Show each line of the data below that contains the word "grass", copying every such line in full. Case counts when matching.
___ Exercise material ___
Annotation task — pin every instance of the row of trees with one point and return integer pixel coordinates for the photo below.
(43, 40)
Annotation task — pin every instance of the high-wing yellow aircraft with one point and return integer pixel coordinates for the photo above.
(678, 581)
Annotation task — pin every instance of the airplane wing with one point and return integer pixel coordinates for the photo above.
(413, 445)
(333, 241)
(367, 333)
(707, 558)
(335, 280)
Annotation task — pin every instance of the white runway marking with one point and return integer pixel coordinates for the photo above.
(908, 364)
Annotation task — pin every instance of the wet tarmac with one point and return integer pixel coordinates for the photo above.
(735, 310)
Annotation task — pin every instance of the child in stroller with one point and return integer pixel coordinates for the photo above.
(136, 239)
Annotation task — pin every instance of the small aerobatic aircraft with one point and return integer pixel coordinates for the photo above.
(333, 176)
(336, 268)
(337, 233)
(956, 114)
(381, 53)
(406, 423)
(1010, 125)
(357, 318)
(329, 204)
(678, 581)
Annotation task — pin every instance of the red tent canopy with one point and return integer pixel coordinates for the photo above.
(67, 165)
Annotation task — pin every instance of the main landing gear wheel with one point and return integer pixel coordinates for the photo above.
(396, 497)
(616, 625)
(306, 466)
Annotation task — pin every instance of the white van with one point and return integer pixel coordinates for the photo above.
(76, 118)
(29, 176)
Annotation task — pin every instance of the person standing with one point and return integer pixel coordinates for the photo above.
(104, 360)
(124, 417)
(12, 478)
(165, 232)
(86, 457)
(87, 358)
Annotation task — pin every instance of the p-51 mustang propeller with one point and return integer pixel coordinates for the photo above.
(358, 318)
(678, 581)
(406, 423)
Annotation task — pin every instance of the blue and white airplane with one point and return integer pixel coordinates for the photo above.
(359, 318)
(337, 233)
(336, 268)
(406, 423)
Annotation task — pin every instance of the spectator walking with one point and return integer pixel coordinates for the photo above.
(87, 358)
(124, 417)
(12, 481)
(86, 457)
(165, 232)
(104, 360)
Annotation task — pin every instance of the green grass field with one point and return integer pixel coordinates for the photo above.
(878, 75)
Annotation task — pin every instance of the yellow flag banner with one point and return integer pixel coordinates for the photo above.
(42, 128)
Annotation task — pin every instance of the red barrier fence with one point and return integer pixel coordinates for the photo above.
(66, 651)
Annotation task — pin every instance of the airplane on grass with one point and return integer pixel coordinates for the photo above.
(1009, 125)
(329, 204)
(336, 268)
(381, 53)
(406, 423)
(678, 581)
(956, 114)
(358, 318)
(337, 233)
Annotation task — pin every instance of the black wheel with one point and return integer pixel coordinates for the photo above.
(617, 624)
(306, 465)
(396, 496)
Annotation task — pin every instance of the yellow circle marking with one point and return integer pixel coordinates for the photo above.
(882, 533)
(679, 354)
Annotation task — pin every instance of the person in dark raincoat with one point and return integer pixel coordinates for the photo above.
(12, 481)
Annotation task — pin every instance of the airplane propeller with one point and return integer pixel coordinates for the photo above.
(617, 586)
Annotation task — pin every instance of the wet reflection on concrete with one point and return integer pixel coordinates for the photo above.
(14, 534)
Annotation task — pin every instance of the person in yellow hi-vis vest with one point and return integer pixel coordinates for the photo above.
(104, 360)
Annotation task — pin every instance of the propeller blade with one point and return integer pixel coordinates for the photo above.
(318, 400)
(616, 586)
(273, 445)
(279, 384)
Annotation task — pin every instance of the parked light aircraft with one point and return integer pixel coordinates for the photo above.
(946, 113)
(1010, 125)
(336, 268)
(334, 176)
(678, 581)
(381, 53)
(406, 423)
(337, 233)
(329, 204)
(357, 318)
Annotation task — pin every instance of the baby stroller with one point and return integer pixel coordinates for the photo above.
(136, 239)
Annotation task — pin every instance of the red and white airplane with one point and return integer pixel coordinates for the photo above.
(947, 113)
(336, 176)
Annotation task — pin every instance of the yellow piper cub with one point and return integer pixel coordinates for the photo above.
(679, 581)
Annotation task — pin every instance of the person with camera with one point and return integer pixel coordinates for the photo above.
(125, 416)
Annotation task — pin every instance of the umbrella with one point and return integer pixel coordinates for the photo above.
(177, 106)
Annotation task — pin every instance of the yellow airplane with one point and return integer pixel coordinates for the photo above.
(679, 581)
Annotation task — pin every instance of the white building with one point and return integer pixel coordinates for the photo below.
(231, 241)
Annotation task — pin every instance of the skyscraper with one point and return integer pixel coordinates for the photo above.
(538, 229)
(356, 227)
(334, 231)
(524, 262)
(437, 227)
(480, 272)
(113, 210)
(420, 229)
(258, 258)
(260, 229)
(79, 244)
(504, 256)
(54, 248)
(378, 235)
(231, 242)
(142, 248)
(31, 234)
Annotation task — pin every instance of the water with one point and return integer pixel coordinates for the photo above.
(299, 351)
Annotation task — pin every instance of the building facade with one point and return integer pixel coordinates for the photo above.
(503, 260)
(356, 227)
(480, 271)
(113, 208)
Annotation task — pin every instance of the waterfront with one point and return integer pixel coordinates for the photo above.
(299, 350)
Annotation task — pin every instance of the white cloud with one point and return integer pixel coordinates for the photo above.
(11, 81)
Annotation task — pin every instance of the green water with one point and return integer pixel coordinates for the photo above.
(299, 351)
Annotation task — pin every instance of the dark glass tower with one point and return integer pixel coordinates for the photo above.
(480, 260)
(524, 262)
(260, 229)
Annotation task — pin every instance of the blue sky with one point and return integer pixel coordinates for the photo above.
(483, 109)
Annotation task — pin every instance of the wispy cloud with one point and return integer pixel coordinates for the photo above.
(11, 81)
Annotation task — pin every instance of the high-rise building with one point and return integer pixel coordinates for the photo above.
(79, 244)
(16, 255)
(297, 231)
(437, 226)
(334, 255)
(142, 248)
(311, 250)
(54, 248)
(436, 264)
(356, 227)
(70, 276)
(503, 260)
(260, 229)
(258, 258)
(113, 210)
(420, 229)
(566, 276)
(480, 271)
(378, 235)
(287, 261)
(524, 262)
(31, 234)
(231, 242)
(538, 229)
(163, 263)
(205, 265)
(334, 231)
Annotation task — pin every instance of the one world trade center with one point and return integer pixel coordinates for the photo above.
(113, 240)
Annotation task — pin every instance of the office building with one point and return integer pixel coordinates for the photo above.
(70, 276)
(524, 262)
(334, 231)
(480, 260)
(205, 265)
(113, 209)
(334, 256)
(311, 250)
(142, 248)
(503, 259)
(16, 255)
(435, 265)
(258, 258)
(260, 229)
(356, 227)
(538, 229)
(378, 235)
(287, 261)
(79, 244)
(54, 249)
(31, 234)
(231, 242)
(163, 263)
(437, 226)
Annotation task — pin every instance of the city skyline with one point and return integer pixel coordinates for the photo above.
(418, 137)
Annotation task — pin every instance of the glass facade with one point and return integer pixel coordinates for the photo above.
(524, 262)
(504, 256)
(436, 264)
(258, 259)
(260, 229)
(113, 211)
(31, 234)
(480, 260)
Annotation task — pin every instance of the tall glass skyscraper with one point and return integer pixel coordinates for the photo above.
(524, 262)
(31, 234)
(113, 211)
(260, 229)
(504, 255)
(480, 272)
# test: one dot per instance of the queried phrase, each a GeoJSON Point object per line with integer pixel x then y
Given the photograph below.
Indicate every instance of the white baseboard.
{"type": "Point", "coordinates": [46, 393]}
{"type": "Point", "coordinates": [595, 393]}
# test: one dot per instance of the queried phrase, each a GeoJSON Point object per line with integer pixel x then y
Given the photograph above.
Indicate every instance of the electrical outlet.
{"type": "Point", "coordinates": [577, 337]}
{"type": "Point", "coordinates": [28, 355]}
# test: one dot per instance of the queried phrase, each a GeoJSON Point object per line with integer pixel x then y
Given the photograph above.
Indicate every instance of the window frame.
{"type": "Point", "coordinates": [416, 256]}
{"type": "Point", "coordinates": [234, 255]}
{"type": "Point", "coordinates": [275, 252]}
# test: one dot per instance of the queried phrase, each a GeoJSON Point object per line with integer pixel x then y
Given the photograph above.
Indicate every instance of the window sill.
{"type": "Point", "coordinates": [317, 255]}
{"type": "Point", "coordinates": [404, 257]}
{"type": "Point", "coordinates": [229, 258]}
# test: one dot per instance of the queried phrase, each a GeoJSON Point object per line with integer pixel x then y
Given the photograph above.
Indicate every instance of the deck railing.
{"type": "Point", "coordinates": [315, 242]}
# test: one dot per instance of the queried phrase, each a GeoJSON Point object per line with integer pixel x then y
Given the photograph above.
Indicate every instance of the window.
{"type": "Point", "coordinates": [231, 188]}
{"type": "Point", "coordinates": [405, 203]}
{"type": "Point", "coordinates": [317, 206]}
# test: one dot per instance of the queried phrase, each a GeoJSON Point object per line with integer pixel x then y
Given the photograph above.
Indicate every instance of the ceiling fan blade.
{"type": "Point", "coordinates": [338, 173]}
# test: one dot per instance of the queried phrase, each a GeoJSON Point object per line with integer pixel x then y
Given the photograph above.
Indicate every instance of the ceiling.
___
> **Result of this exercise**:
Annotation task — pin every instance of the green grass field with one point and return integer pixel coordinates for the photo above.
Annotation task — pin every instance of the airplane on grass with one point and return integer pixel coordinates for the photo above.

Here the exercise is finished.